TEXT FOR ANALYSIS:
-------------------------

2004-05-12 / Health & Wellness

Dialogue with doctor can help late-life depression

Disturbances in normal eating and sleeping routines are warning signs of depression in older adults, according to Dr. Nitin Nanda, medical director at St. John’s Geriatric Center of St. John’s Regional Medical Center, and these disturbances can swing either way (causing too much or too little food or sleep).

People may get insufficient sleep because of difficulties falling asleep, staying asleep or waking up too early. Or they may oversleep, even unable to get out of bed in the morning. Their appetite may also wax or wane, resulting in either weight gain or weight loss. Energy levels typically drop, leaving them feeling tired, empty and drained.

"Any changes in your sleeping, eating, or energy level should be reported to your doctor," Nanda said. "It’s an easy way to protect yourself from a serious, treatable illness."

Commonly, patients—especially older adults—have difficulty telling their doctors about the emotional symptoms of depression such as sadness, helplessness, hopelessness and worthlessness. Even the cognitive symptoms make some people uncomfortable: difficulty in concentrating, recalling things, making decisions, or being preoccupied with death or dying. Reporting the physical changes is the easiest way to begin dialogue with primary care providers about depression.

Researchers estimate that 8 to 20 percent of the community’s older adults experience mild to severe symptoms of depression, and these rates almost double for those in medical settings. Yet the majority of those experiencing symptoms of depression will never be diagnosed or treated. One study found that just one in 10 older adults received proper care for this treatable but potentially lethal disease.

-------------------------

THE DATA:
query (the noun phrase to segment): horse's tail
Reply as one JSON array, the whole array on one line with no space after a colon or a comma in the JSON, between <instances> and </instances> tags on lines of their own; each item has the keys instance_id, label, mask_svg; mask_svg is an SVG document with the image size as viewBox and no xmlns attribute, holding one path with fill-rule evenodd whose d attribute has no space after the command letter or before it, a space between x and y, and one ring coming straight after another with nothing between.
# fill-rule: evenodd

-------------------------

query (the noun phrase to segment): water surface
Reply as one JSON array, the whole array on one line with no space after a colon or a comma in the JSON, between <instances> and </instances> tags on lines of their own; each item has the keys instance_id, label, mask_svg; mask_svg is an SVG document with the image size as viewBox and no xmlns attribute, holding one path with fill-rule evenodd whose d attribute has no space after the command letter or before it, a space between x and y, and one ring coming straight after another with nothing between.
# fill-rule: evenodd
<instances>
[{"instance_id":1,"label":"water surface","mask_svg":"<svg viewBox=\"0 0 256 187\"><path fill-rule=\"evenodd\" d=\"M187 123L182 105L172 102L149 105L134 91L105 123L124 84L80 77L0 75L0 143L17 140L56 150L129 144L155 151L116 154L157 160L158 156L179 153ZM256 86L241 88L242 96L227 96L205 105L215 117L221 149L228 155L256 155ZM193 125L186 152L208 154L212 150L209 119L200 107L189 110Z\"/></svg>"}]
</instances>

-------------------------

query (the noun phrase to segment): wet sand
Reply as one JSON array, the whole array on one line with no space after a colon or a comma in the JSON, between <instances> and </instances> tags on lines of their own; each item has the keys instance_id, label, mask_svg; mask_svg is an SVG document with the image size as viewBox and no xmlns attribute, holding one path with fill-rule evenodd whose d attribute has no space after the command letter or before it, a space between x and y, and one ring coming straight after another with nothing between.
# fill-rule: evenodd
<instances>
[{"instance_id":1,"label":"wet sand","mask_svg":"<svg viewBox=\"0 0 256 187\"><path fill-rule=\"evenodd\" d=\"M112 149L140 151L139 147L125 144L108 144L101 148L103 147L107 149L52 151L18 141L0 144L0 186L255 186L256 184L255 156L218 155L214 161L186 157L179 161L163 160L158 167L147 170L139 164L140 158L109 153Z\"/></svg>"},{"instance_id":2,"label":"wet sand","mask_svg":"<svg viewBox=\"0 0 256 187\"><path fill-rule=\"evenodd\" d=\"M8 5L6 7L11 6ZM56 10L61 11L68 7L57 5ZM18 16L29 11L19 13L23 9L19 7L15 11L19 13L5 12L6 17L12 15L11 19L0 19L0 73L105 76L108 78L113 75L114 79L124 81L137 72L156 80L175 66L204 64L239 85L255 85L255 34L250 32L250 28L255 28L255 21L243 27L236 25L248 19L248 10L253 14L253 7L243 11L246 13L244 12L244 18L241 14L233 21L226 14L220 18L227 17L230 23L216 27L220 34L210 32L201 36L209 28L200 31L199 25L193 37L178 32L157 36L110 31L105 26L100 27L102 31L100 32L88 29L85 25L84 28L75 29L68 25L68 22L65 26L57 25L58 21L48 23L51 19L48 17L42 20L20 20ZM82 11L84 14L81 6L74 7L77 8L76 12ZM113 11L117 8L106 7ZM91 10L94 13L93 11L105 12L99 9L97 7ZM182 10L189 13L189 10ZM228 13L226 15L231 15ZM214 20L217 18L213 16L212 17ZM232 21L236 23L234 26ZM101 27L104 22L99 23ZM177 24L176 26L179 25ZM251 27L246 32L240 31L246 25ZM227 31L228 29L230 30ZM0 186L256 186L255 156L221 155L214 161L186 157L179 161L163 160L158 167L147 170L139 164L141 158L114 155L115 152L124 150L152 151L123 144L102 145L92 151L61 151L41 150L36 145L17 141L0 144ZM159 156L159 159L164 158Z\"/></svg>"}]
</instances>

-------------------------

QUESTIONS TO ANSWER:
- a) Answer these questions from the article on late-life depression:
(i) What position does Dr. Nitin Nanda hold?
(ii) What share of the community's older adults do researchers estimate experience mild to severe symptoms of depression?
(iii) According to one study, how many older adults received proper care for depression?
- b) Print the article on late-life depression between "Commonly, patients—especially older" and "providers about depression.", inclusive.
- c) Proceed with the article on late-life depression from where it stops.
The records come from a separate source.

RESULTS FOR THE EXERCISE:
- a)
(i) Medical director at St. John's Geriatric Center of St. John's Regional Medical Center.
(ii) 8 to 20 percent.
(iii) One in 10.

- b)
Commonly, patients—especially older adults—have difficulty telling their doctors about the emotional symptoms of depression such as sadness, helplessness, hopelessness and worthlessness. Even the cognitive symptoms make some people uncomfortable: difficulty in concentrating, recalling things, making decisions, or being preoccupied with death or dying. Reporting the physical changes is the easiest way to begin dialogue with primary care providers about depression.

- c)
"There are many reasons why individuals over age 65 aren’t getting the care they need for depression," Nanda said. "Some older adults still harbor outdated misconceptions about mental illness—they blame themselves, feel ashamed and silently endure the pain of a treatable illness. Other times, the illness is masked by a co-occurring illness and mistakenly viewed as a symptom or side effect of something else."

  Adults over age 65 have the highest suicide rate of any age group. The rates for those over age 85 are double the overall national rate. Depression is a leading cause of suicide in individuals of all ages.

  According to Nanda, even though depression can be more medically complex in late life, treatment success rates are high. Between 60 and 80 percent of older adults experience relief from symptoms with proper care.

The positive outcome of treatment is critical compared to the potential consequences of the illness. Effective treatment, which is usually some combination of medication and counseling, helps normalize appetite, sleep and energy levels, improves mood and outlook, and increases concentration.